Begin Listed records

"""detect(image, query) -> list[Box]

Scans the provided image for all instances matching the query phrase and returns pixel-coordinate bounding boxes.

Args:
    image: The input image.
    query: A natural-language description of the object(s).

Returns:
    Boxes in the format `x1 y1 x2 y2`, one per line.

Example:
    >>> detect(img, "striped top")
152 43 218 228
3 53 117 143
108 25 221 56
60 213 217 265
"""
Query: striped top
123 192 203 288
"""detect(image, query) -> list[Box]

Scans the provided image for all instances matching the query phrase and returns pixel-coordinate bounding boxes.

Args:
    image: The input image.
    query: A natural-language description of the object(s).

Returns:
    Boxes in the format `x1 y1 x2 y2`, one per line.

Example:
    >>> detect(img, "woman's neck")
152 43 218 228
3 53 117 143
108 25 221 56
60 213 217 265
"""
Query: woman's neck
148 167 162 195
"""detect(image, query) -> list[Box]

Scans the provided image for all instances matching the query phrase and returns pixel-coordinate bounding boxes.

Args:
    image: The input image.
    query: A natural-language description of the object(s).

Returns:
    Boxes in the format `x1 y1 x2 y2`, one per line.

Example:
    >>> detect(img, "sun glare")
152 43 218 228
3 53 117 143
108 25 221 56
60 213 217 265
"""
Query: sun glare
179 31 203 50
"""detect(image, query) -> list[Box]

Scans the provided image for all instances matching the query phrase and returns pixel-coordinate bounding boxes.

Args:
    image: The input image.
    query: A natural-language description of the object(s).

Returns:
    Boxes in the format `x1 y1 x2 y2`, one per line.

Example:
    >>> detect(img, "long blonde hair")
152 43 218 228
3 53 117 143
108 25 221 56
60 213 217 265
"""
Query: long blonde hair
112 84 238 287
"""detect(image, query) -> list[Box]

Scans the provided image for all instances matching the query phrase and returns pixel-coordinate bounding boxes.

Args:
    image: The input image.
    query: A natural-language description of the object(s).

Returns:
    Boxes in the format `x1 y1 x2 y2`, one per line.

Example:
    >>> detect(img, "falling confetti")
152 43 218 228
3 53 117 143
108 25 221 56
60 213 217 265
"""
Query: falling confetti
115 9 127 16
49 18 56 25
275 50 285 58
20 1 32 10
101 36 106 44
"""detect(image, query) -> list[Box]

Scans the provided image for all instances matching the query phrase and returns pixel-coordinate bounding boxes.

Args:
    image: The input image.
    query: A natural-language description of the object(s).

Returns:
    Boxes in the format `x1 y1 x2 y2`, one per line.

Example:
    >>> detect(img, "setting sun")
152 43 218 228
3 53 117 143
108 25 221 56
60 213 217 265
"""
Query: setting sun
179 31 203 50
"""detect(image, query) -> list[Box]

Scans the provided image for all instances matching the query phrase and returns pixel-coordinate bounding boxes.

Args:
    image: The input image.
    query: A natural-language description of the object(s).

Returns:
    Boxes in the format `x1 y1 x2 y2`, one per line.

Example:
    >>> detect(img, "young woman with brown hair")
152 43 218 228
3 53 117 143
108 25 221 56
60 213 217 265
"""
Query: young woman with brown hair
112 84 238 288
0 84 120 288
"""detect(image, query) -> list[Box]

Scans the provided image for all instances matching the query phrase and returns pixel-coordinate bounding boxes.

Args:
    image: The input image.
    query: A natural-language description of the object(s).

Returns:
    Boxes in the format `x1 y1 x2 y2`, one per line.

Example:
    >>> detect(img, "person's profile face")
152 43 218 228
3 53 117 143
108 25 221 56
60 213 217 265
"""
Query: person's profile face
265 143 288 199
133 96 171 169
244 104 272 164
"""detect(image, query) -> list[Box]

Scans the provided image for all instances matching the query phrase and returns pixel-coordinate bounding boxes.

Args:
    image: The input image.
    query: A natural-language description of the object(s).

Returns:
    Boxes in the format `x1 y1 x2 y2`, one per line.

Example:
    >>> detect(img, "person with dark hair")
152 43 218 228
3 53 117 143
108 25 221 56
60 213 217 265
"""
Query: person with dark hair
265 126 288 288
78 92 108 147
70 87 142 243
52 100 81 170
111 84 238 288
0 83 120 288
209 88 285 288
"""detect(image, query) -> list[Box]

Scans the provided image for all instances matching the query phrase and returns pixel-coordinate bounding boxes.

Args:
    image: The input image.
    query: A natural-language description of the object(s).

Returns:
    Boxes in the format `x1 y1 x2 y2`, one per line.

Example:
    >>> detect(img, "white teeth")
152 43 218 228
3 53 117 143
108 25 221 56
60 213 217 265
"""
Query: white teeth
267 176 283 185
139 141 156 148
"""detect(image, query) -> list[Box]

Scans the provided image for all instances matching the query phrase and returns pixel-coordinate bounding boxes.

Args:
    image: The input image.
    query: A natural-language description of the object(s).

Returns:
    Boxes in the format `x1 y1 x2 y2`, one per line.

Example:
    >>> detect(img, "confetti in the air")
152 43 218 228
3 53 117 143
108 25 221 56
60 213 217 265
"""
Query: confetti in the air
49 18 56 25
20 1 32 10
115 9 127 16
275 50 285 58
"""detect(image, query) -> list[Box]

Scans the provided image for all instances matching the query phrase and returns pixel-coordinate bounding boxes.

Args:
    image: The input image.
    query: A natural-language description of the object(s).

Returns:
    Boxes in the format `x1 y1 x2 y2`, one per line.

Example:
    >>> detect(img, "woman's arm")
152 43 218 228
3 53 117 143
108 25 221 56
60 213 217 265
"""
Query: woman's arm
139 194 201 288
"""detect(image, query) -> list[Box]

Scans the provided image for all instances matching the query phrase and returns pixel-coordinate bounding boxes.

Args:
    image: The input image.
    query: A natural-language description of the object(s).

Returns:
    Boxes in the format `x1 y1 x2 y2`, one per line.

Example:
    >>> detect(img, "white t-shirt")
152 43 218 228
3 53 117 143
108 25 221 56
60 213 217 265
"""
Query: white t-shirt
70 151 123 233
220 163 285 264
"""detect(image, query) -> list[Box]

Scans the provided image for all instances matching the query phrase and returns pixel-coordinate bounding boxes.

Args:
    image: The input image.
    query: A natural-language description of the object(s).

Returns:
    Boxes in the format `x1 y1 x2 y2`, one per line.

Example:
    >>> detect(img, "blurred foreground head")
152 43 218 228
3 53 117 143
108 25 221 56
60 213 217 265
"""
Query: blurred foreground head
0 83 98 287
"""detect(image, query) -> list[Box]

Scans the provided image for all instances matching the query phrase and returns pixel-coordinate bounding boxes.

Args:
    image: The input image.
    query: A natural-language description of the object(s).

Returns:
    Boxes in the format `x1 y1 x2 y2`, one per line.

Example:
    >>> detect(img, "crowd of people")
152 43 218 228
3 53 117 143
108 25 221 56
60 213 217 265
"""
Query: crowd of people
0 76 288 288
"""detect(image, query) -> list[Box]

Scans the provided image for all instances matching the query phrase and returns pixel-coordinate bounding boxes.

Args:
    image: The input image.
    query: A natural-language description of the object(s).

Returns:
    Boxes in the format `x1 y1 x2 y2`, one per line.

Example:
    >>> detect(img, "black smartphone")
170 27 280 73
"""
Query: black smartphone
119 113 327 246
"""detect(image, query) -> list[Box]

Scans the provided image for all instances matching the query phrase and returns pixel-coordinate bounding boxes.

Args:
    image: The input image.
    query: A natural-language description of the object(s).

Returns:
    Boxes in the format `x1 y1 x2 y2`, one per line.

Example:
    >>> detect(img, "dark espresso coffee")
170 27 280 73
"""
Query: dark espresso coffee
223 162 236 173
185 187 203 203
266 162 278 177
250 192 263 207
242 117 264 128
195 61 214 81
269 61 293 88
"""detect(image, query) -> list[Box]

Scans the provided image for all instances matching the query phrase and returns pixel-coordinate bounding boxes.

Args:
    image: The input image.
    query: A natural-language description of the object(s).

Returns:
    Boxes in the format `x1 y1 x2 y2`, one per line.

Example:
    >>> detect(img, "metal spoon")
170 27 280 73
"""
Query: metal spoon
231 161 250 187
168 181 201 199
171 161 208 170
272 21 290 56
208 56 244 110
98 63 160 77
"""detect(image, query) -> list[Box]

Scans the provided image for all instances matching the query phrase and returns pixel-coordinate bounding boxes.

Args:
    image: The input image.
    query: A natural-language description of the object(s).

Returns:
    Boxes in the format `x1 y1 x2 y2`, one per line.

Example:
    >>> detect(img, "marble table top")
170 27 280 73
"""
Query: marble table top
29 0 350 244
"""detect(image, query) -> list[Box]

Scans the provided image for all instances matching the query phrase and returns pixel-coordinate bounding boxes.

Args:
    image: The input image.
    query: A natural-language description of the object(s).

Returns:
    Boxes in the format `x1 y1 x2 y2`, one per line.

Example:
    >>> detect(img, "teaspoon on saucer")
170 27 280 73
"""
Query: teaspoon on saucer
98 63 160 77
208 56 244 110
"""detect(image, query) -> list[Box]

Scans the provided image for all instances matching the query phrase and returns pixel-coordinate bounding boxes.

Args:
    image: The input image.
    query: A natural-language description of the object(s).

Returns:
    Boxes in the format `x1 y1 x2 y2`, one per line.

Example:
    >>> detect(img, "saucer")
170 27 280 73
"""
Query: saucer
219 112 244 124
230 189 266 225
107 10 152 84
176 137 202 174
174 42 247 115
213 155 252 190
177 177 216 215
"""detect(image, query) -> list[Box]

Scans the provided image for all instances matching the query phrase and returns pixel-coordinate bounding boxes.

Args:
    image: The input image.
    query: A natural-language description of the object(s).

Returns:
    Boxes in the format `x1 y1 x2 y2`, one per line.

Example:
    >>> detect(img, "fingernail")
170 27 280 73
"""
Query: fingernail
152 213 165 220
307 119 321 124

End Listed records

Your task — Pull out every line of the items above that contains the string "setting", and copy each one in full.

Exercise solution —
    >>> detect(img, "setting sun")
Query: setting sun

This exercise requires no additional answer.